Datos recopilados

====

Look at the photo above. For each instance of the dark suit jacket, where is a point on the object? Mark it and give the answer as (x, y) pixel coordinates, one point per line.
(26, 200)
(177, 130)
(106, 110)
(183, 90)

====

> Instrucciones de la tarea: Reproduce todas las líneas anteriores sin cambiar ni una letra.

> Respuesta del ejercicio:
Look at the photo above. For each instance of the dark suit jacket, where is a point on the object? Mark it and give the answer as (x, y) pixel coordinates, one point per line.
(26, 200)
(177, 130)
(106, 110)
(183, 90)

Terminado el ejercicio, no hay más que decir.